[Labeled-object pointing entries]
════════

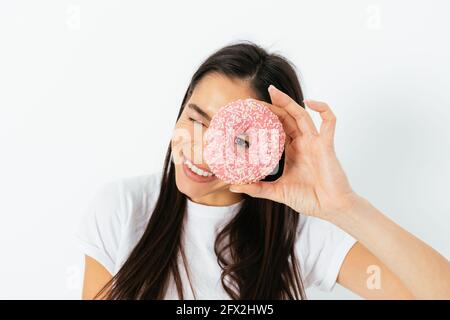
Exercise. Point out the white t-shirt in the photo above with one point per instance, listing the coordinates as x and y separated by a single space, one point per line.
118 213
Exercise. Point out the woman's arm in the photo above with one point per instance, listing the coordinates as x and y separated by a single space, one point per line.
314 183
365 274
95 277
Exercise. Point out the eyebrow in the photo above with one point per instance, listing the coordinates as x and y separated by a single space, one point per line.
199 110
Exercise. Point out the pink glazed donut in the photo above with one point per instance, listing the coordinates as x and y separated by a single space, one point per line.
244 142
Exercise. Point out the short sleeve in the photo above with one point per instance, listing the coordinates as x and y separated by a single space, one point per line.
321 248
99 231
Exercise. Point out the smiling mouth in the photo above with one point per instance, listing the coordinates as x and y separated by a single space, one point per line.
197 170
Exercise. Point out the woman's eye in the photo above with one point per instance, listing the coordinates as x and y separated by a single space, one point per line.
241 142
195 121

════════

▶ _Problem details_: Output every entry verbatim. Pictures do not belong in the copy.

▶ _Exercise solution_:
Exercise. Point out the white t-shirt in the photo above with one point per instance, listing the coordinates as x and y separated by a single space, one point per line.
118 213
Exercise. Point out the woman's arm in the photo above with one point per instance, listing the coordinates as x and y separated by a single space, one point per line.
314 183
365 274
95 277
Exercise. Point out the eyebrow in the photo above with one point per instance, listing the coordinates as x and y separated by a single space, one point per line.
199 110
Exercise. Point out the pink glazed donut in the photo above with one point per instance, listing the coordinates as x and y separated by a single space, one point per line.
244 142
Exercise. Point out the short sleeve in the photo above with one point per instance, listing the coordinates as x and y separated by a single space, one point per line.
321 248
99 231
Exercise. Point out the smiling mouth in the photo above with one point per instance, listing the coordinates as x and y separated by a single space, one point per line.
197 170
Exercise. Point out the woman's eye in the photo above with one point per instance, listing the coordinates as x and y separated by a single space, one point per line.
241 142
195 121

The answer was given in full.